- Goal of the exercise
This exercise calls for an exact transcription. Set down every record below.

Referring expression pointing data
______

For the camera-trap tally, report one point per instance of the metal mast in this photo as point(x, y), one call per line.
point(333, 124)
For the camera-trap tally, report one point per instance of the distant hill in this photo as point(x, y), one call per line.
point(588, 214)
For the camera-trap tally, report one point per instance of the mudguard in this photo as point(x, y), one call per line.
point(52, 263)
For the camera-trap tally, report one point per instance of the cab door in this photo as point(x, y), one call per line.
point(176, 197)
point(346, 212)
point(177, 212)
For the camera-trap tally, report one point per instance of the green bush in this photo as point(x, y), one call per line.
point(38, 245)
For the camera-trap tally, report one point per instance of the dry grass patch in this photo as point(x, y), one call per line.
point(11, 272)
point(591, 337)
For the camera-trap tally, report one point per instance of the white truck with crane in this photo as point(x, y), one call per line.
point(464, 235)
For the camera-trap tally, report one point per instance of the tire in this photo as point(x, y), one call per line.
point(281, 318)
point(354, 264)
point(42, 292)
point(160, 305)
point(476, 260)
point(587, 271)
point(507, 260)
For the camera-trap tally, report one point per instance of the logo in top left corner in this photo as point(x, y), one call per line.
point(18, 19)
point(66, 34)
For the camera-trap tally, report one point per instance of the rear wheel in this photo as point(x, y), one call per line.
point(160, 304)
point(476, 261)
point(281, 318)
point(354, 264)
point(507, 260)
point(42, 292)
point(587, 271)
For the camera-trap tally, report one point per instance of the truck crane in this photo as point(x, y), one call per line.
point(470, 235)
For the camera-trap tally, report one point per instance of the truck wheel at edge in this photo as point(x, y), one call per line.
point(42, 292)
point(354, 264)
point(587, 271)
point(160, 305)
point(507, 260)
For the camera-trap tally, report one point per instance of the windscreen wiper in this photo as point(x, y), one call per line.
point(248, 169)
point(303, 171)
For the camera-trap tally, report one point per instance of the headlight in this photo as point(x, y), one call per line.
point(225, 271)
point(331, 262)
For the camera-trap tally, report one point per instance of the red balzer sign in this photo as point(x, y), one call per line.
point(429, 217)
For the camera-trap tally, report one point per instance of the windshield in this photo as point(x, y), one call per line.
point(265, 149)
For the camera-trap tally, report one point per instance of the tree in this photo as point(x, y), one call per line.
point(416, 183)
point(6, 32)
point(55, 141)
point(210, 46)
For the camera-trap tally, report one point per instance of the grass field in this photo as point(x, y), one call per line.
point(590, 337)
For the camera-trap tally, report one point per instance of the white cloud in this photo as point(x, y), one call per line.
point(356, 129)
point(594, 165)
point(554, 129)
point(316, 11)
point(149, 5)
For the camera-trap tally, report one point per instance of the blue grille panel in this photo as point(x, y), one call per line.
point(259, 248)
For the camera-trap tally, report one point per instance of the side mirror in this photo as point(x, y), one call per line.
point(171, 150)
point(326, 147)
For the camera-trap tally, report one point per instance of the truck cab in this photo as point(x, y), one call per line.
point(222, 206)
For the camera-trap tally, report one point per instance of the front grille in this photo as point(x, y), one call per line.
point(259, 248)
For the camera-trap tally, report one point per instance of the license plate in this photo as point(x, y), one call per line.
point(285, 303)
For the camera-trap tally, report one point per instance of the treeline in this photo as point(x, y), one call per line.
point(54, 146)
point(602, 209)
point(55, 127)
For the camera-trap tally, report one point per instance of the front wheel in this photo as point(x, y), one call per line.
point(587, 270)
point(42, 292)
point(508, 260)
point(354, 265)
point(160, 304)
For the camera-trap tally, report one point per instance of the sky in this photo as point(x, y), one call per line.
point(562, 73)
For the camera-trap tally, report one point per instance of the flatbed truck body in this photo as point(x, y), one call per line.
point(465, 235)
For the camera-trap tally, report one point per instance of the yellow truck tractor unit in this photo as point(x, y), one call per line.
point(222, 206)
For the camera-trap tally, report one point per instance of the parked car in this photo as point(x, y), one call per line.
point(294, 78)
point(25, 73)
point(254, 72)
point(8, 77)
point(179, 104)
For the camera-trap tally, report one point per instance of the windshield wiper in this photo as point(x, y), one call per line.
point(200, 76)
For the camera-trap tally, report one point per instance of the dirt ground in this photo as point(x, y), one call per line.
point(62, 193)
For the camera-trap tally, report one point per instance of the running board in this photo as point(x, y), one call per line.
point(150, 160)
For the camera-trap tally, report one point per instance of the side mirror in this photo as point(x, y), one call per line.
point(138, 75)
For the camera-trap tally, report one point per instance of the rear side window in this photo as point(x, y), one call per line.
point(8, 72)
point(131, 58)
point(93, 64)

______

- Result
For the camera-trap tally, report one point per instance of the metal mast in this photo as point(x, y), one call per line.
point(333, 124)
For the camera-trap tally, report one point per instance of the distant hill in this photo as point(x, y), one call per line.
point(588, 214)
For the camera-trap tally, report one point per instance of the mudguard in this photo as point(x, y), one call per line.
point(52, 263)
For the camera-trap tally, report one point per instance of the cab door in this photo as point(x, y), one call per line.
point(176, 197)
point(346, 212)
point(177, 212)
For the camera-trap tally, report one point per instance of the green bush in this photo as point(x, y), one call per line.
point(38, 245)
For the camera-trap tally, report one point per instance of the dry grass patch in this photo as point(x, y), one call per line.
point(11, 272)
point(591, 337)
For the camera-trap tally, report one point per instance of the white truck with crane in this photo as point(x, y), one call per line.
point(464, 235)
For the camera-trap tally, report one point per instance of the tire in this photo as point(x, y), one call per line.
point(281, 318)
point(354, 264)
point(42, 292)
point(160, 305)
point(476, 260)
point(587, 271)
point(507, 260)
For the camera-trap tally, report one point per instance of the logo in top left corner in this photo as point(x, y), one call per line.
point(18, 19)
point(66, 34)
For the camera-trap tally, report one point per instance of the rear wheel in this photo as point(x, y), one call per line.
point(160, 304)
point(476, 261)
point(281, 318)
point(354, 264)
point(507, 260)
point(42, 292)
point(587, 271)
For the camera-trap tally, report one point per instance of the truck crane in this photo as point(x, y), one call per line.
point(470, 235)
For the camera-trap tally, report one point per instance of the truck wheel at edge in this photo as point(x, y), one call per line.
point(42, 292)
point(354, 264)
point(587, 271)
point(160, 305)
point(507, 260)
For the camera-trap tally, report one point per instance of the windscreen wiper in this photo as point(x, y), one call per line.
point(248, 169)
point(303, 171)
For the camera-trap tally, report one point per instance of the headlight in this photo as point(x, y), one call per line.
point(225, 271)
point(331, 262)
For the camera-trap tally, report one point per instance of the red balzer sign in this photo as point(x, y), one call per line.
point(429, 217)
For the camera-trap tally, report one point per instance of the windshield in this photo as point(x, y), one call per line.
point(265, 149)
For the camera-trap tally, report one point per instance of the tree in this photo as point(x, y), one call per line.
point(416, 183)
point(6, 32)
point(55, 141)
point(210, 46)
For the camera-trap tally, report one point per instance of the grass field in this photo as point(x, y), one call per line.
point(590, 337)
For the camera-trap tally, report one point per instance of the white cloud in this photo as point(x, y), one call per line.
point(356, 129)
point(594, 165)
point(554, 129)
point(316, 11)
point(149, 5)
For the camera-trap tally, report one point per instance of the blue grille panel in this photo as point(x, y), one call per line.
point(259, 248)
For the camera-trap tally, report one point per instance of the side mirror in this photo as point(x, y), one call per line.
point(171, 150)
point(326, 147)
For the camera-trap tally, report one point per instance of the truck cab in this photo as point(x, y), one call per line.
point(222, 206)
For the camera-trap tally, report one point per instance of the front grille in this photo as point(x, y), one call per line.
point(259, 248)
For the camera-trap tally, report one point per instance of the license plate in this photo as point(x, y), one call per line.
point(285, 303)
For the camera-trap tally, report one point per instance of the treeline in this photo as point(x, y), one call per line.
point(54, 146)
point(602, 209)
point(55, 127)
For the camera-trap tally, report one point per instance of the front wheel in this photo as point(x, y), one call per line.
point(587, 270)
point(42, 292)
point(508, 260)
point(354, 265)
point(160, 304)
For the camera-trap tally, report one point per instance of the sky in this photo as point(x, y), one call per line.
point(562, 73)
For the camera-trap tally, report one point per instance of the flatbed truck body in this photo as point(x, y), one call per line.
point(465, 235)
For the camera-trap tally, report one point per instance of the yellow truck tractor unit in this photo as point(x, y), one call per line.
point(222, 206)
For the camera-trap tally, report one point per instance of the parked car in this photo as point(x, y), one call per line.
point(294, 78)
point(25, 73)
point(254, 72)
point(8, 77)
point(179, 104)
For the camera-trap tally, report one point per instance of the windshield wiper in this photo as point(x, y), one call per line.
point(200, 76)
For the camera-trap tally, report one point per instance of the dirt ground in this photo as point(x, y), one call per line.
point(62, 193)
For the camera-trap tally, report one point per instance of the running board in this photo as point(x, y), one call per line.
point(150, 160)
For the camera-trap tally, report one point per instance of the side mirror in this photo as point(x, y), one call per line.
point(138, 75)
For the camera-trap tally, report one point per instance of the rear side window in this photo as point(x, y), one call per line.
point(8, 72)
point(131, 58)
point(93, 64)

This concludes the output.